■ **PROBLEM A**
In the excerpt on sporadic TSE clusters, what was sampled as controls?
■ **PROBLEM B**
Print the passage of the excerpt on sporadic TSE clusters between "4. The developmental" and "specific well-defined regions.", inclusive.
■ **PROBLEM C**
Write what follows the last sentence of the excerpt on the design of the sporadic TSE metals survey.

■ **TEXT SHOWN**
4. The developmental stage of the victim during intoxication (56).

   SPORADIC TSEs - AN ANALYTICAL SURVEY INTO THE LEVELS OF METALS IN ECOSYSTEMS SUPPORTING CLUSTERS OF TSE: DESIGN

   Foodchains supporting isolated, long standing clusters of sporadic TSEs were sampled by the author for analysis of mineral status in order to ascertain whether any elemental deficiencies or toxic excesses are common idiosncratic characteristics of these TSE foci, Adjoining TSE-free regions populated by significant numbers of the respective species associated with thee study were sampled as controls.
           The TSE clusters of chronic wasting disease (CWD) in wild deer/elk in N. Central Colorado (57,58), sheep scrapie in N Iceland (59,60) and CJD in Slovakia (61-64) were selected for this survey for various reasons:

   1. A long history of TSE being confined to specific well-defined regions.

■ **AVAILABLE DATA**

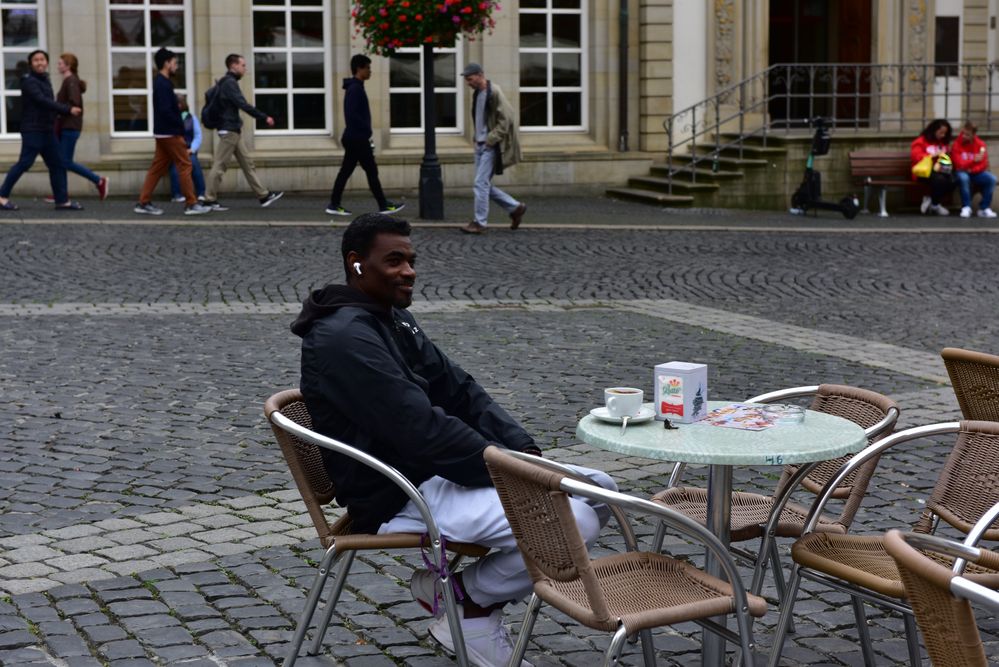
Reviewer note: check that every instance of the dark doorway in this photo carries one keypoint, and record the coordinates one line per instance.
(833, 34)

■ **ANSWER AREA A**
Adjoining TSE-free regions populated by significant numbers of the respective species were sampled as controls.

■ **ANSWER AREA B**
4. The developmental stage of the victim during intoxication (56).

   SPORADIC TSEs - AN ANALYTICAL SURVEY INTO THE LEVELS OF METALS IN ECOSYSTEMS SUPPORTING CLUSTERS OF TSE: DESIGN

   Foodchains supporting isolated, long standing clusters of sporadic TSEs were sampled by the author for analysis of mineral status in order to ascertain whether any elemental deficiencies or toxic excesses are common idiosncratic characteristics of these TSE foci, Adjoining TSE-free regions populated by significant numbers of the respective species associated with thee study were sampled as controls.
           The TSE clusters of chronic wasting disease (CWD) in wild deer/elk in N. Central Colorado (57,58), sheep scrapie in N Iceland (59,60) and CJD in Slovakia (61-64) were selected for this survey for various reasons:

   1. A long history of TSE being confined to specific well-defined regions.

■ **ANSWER AREA C**
   2. The dependence of TSE affected populations on the local foodchain.
   3. The relative freedom of those foodchains (excluding the Slovakia TSE foci) from excessive contamination by synthetic pro-oxidant industrial/agricultural pollutants which would complicate the study.

           The repeated failure of various Government TSE eradication programmes executed in the TSE endemic regions of Colorado/Iceland (57,59) - involving blanket slaughter, 4 year fallow, then restocking - suggests the persistent presence of a hitherto unrecognized environmental causal factor common to these regions.
           It is worth noting that high altitude, snow covered peaked mountain ranges of volcanic origin - with an abundance of coniferous trees - characterize the environments where sporadic TSE foci have traditionally arisen. This could be linked to the annual spring snow thaw and the resulting waterlogging of soils; where the main minerals utilized as antioxidant cofactors in biological systems are leached out of the soil, whilst others, like manganese/aluminium, readily accumulate in the plant horizon as a result of the temporary acidification of the soils due to increases in anaerobic conditions during the wet season.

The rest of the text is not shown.